---------- INFORMATION SHOWN

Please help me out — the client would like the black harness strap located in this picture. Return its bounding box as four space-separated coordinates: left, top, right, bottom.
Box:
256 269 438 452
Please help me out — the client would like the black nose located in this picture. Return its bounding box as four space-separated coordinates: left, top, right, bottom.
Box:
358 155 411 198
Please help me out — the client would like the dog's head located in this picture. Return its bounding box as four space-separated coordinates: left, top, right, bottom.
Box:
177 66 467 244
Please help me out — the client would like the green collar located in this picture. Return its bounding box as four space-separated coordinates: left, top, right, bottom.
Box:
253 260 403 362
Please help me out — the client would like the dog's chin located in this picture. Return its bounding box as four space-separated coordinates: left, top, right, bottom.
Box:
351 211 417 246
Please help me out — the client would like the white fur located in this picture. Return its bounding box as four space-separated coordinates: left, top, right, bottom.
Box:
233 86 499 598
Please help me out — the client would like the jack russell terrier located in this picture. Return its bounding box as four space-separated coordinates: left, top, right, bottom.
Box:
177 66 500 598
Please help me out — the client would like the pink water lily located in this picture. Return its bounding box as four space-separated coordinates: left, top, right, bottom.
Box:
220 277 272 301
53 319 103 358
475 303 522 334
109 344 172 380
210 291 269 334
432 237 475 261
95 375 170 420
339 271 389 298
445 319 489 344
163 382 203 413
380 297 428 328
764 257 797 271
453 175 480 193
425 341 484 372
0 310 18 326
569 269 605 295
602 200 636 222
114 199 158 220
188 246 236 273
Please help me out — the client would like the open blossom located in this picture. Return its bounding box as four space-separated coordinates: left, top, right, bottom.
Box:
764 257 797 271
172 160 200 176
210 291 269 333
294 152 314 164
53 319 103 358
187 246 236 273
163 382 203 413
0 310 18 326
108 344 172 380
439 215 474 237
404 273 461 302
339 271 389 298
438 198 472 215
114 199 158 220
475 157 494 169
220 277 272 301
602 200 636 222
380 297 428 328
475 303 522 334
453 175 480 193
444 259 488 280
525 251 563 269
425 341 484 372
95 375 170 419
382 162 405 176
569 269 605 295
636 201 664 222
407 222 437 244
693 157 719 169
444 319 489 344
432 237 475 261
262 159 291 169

--------------------

WHAT THIS TASK INVOLVES: Reproduce every one of the lines above word for word.

THE RESULT:
Please help me out — the client would like the black harness strap located in this picture. Return its bounding box as four space-separated coordinates: left, top, right, bottom.
Box:
256 269 438 452
Please help me out — the client would like the black nose located in this picture. Return its bounding box as four space-separated coordinates: left, top, right, bottom.
Box:
358 155 411 198
Please help me out — the client would like the dog's head located in this picture. Return its bounding box as four space-separated coordinates: left, top, right, bottom.
Box:
177 66 467 244
Please help me out — the client would like the green collar located in this picture. Return its bounding box as four space-separated coordinates: left, top, right, bottom.
Box:
253 260 403 362
Please help me out — the client would like the dog's chin located in this picture. Return its bounding box as four space-separated coordinates: left, top, right, bottom.
Box:
351 211 417 246
Please help me out — the client would like the white fur located in this picture. Return its bounding box as four space-separated coordinates: left, top, right, bottom.
Box:
233 86 499 598
Please help me out — the client would like the jack russell terrier located in this picture. Return its bounding box as four space-separated coordinates: left, top, right, bottom.
Box:
177 66 500 598
Please help me out — the client would like the pink water lily located in this picture. Return its bounding box as four space-separated coordinates: left, top, right, bottom.
Box:
220 277 272 301
53 319 103 358
475 303 522 334
109 344 172 380
210 291 269 334
432 237 475 261
95 375 170 420
339 271 389 298
445 319 489 344
163 382 203 413
380 297 428 328
764 257 797 271
453 175 480 193
425 341 484 372
0 310 18 326
569 269 605 295
602 200 636 222
114 199 158 220
188 246 236 273
Please help me out — the client would like the open blossom located in this picture. Return its bounding box as four space-separated coordinates: left, top, right, bottom.
Box:
764 257 797 271
172 160 200 176
210 291 269 333
294 152 314 164
53 319 103 358
187 246 236 273
163 382 203 413
0 310 18 326
108 344 172 380
439 215 474 237
404 273 461 302
339 271 389 298
438 198 472 215
114 199 158 220
475 157 494 169
220 277 272 301
602 200 636 222
380 297 428 328
475 303 522 334
453 175 480 193
444 259 488 280
525 251 563 269
425 341 484 372
95 375 170 419
382 162 405 176
569 269 605 295
636 201 664 222
407 222 437 244
693 157 719 169
444 319 489 344
432 237 475 261
262 159 291 169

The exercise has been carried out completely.